▸ GIVEN DATA
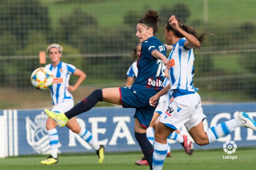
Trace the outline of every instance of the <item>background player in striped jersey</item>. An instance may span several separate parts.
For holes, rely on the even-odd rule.
[[[169,49],[169,50],[171,50],[172,48],[171,46],[168,46],[167,44],[164,44],[164,45],[166,47],[167,49]],[[129,68],[129,70],[130,68],[131,67]],[[134,73],[133,77],[134,78],[136,78],[137,77],[136,73],[138,72],[137,67],[133,67],[133,72]],[[164,70],[166,73],[166,77],[163,82],[164,87],[165,87],[170,83],[168,78],[168,70],[166,68]],[[130,73],[129,70],[127,71],[127,74],[126,74],[127,76],[128,76],[127,75],[128,73]],[[131,75],[131,74],[130,75]],[[170,103],[171,102],[171,96],[169,94],[166,94],[160,97],[158,104],[156,108],[153,117],[149,124],[149,127],[147,129],[147,138],[152,145],[154,145],[154,133],[153,128],[156,129],[156,126],[160,120],[159,117],[164,115],[164,114],[162,114],[166,110],[166,109],[169,105]],[[194,151],[193,144],[191,141],[188,139],[187,135],[185,134],[182,135],[181,134],[183,134],[183,132],[176,130],[168,136],[168,138],[170,139],[175,140],[180,142],[184,147],[186,153],[191,155]],[[171,156],[171,147],[170,144],[168,143],[167,156]],[[135,163],[139,165],[149,165],[149,163],[145,157],[136,161]]]
[[[52,111],[59,113],[68,110],[74,106],[74,100],[70,92],[75,90],[86,77],[85,74],[74,66],[61,61],[62,48],[59,44],[52,44],[47,49],[52,63],[45,66],[45,68],[52,72],[54,80],[50,87],[51,95],[54,106]],[[69,85],[69,80],[71,75],[78,77],[73,86]],[[41,161],[44,165],[51,165],[59,162],[57,157],[59,136],[56,129],[56,123],[48,118],[46,122],[46,129],[48,131],[49,140],[51,147],[51,155],[46,160]],[[67,127],[78,134],[90,144],[99,157],[101,163],[104,159],[104,147],[94,140],[91,133],[78,124],[76,118],[71,119],[67,123]]]
[[[138,75],[138,68],[137,68],[137,60],[140,54],[140,50],[141,50],[141,42],[137,44],[135,48],[133,48],[131,55],[131,60],[133,63],[131,64],[131,66],[128,69],[126,75],[127,79],[126,81],[125,86],[128,87],[131,86],[132,83]]]
[[[131,87],[95,90],[69,110],[60,114],[45,110],[48,116],[55,119],[60,126],[64,126],[69,119],[89,110],[98,102],[135,108],[135,137],[150,169],[154,148],[147,138],[146,132],[155,107],[150,107],[148,101],[163,88],[163,66],[164,64],[167,64],[167,60],[164,44],[155,36],[158,31],[157,24],[161,20],[158,16],[157,12],[150,10],[137,24],[136,36],[142,44],[137,62],[138,76]]]
[[[202,121],[206,116],[201,107],[200,97],[196,92],[198,89],[193,85],[193,49],[199,48],[208,35],[198,34],[174,15],[171,17],[165,25],[166,42],[173,46],[167,64],[170,83],[151,97],[149,102],[154,107],[160,97],[169,90],[174,99],[157,127],[153,154],[154,170],[162,169],[167,152],[167,137],[175,130],[180,129],[183,124],[199,145],[213,142],[239,127],[256,131],[256,122],[246,113],[241,112],[235,119],[214,126],[205,132]]]

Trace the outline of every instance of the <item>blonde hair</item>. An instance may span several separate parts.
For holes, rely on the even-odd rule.
[[[62,53],[62,51],[63,50],[63,48],[62,47],[58,44],[51,44],[49,45],[47,48],[47,51],[48,52],[48,53],[50,53],[50,49],[52,48],[57,48],[58,49],[58,50],[60,53]]]

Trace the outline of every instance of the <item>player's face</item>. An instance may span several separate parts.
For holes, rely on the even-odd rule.
[[[171,37],[170,34],[170,31],[168,31],[167,29],[164,28],[164,37],[166,41],[166,44],[168,45],[171,44]]]
[[[52,48],[49,51],[49,57],[52,63],[59,62],[61,61],[61,53],[59,51],[59,50],[57,48]]]
[[[136,54],[137,56],[138,57],[140,55],[140,50],[141,50],[141,45],[138,45],[137,46],[137,48],[136,49]]]
[[[149,30],[150,28],[149,29],[142,24],[138,24],[136,28],[137,29],[136,36],[139,39],[140,42],[143,42],[143,41],[152,36]]]

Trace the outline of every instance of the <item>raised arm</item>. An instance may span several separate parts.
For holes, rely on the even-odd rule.
[[[167,64],[168,60],[165,56],[157,50],[154,50],[151,53],[151,55],[157,59],[161,60],[164,62],[164,64]]]
[[[159,100],[160,97],[168,92],[168,91],[171,88],[170,83],[166,86],[165,87],[160,90],[158,93],[156,94],[149,99],[149,104],[151,106],[155,107],[156,102]]]
[[[192,35],[185,31],[180,27],[178,20],[175,15],[171,15],[169,19],[170,25],[173,27],[173,29],[178,31],[182,36],[187,39],[184,46],[187,48],[197,48],[200,46],[200,42]]]
[[[73,92],[76,90],[81,83],[82,83],[83,81],[86,78],[86,75],[85,73],[78,68],[76,69],[73,73],[73,74],[75,76],[78,77],[78,78],[77,79],[76,82],[73,86],[69,86],[67,88],[67,90],[71,92]]]

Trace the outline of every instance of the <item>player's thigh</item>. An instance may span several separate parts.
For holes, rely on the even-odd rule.
[[[55,121],[50,117],[48,117],[46,121],[46,127],[47,130],[50,130],[56,128],[57,124]]]
[[[151,121],[150,122],[150,124],[149,124],[149,127],[153,127],[155,126],[155,124],[157,123],[159,120],[159,116],[160,114],[158,112],[154,112],[153,117],[152,117]]]
[[[156,141],[161,143],[164,143],[167,137],[175,129],[166,126],[161,122],[159,122],[156,129],[155,138]]]
[[[147,132],[147,128],[141,126],[138,119],[135,118],[134,123],[134,131],[140,133],[144,133]]]
[[[208,143],[208,137],[204,131],[202,121],[192,128],[189,131],[189,133],[197,144],[201,145]]]
[[[74,133],[78,133],[81,131],[81,128],[77,122],[76,117],[73,117],[68,121],[66,126]]]
[[[121,104],[119,87],[103,88],[103,101],[116,104]]]

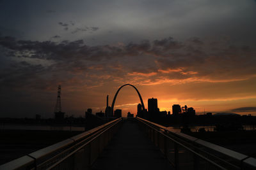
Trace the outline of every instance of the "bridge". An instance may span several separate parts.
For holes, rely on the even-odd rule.
[[[140,117],[119,118],[0,169],[256,169],[256,159]]]

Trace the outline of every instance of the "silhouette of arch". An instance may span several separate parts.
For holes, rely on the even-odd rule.
[[[138,95],[139,96],[139,97],[140,97],[140,103],[141,103],[141,104],[142,109],[143,109],[143,110],[145,110],[145,106],[144,106],[143,100],[142,99],[141,96],[140,95],[140,94],[139,91],[138,90],[138,89],[137,89],[134,85],[131,85],[131,84],[123,85],[122,86],[121,86],[120,87],[119,87],[118,90],[117,90],[117,91],[116,91],[116,94],[115,95],[114,99],[113,99],[112,105],[111,105],[111,110],[112,110],[113,111],[114,111],[115,102],[116,101],[116,98],[117,94],[118,94],[118,92],[119,92],[119,90],[121,90],[121,89],[122,89],[123,87],[126,86],[126,85],[131,86],[131,87],[132,87],[135,89],[135,90],[136,90],[136,92],[137,92],[137,93],[138,93]]]

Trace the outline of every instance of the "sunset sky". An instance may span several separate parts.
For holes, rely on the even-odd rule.
[[[256,1],[0,0],[1,117],[145,107],[256,116]],[[115,108],[136,113],[125,87]]]

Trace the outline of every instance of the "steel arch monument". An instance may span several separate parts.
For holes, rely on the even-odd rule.
[[[116,101],[116,96],[117,96],[117,94],[118,94],[120,90],[121,90],[121,89],[123,88],[123,87],[125,87],[125,86],[127,86],[127,85],[129,85],[129,86],[132,87],[135,89],[135,90],[136,90],[136,92],[138,93],[138,95],[139,96],[139,97],[140,97],[140,103],[141,104],[142,109],[143,109],[143,110],[145,110],[143,100],[142,99],[141,96],[140,95],[140,94],[139,91],[138,90],[138,89],[134,85],[131,85],[131,84],[125,84],[125,85],[123,85],[122,86],[121,86],[120,87],[119,87],[118,90],[117,90],[117,91],[116,92],[116,94],[115,95],[114,99],[113,99],[112,105],[111,105],[111,110],[113,111],[114,111],[115,102]]]

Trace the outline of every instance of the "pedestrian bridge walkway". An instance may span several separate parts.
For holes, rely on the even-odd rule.
[[[134,121],[125,121],[92,169],[174,169]]]
[[[0,169],[256,169],[256,159],[147,120],[120,118]]]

▸ INSTRUCTIONS FOR THE TASK
Report each line of the listing above that contains the string "player". Treat uppercase and lowercase as distinct.

▸ TASK RESPONSE
Trace the outline of every instance of the <item>background player in striped jersey</item>. An instance may span several separate parts.
Trace the outline of every instance of the <item>player's face</item>. An instance may span several separate parts.
Trace the outline of every instance of the <item>player's thigh</item>. An instance may span several separate parts.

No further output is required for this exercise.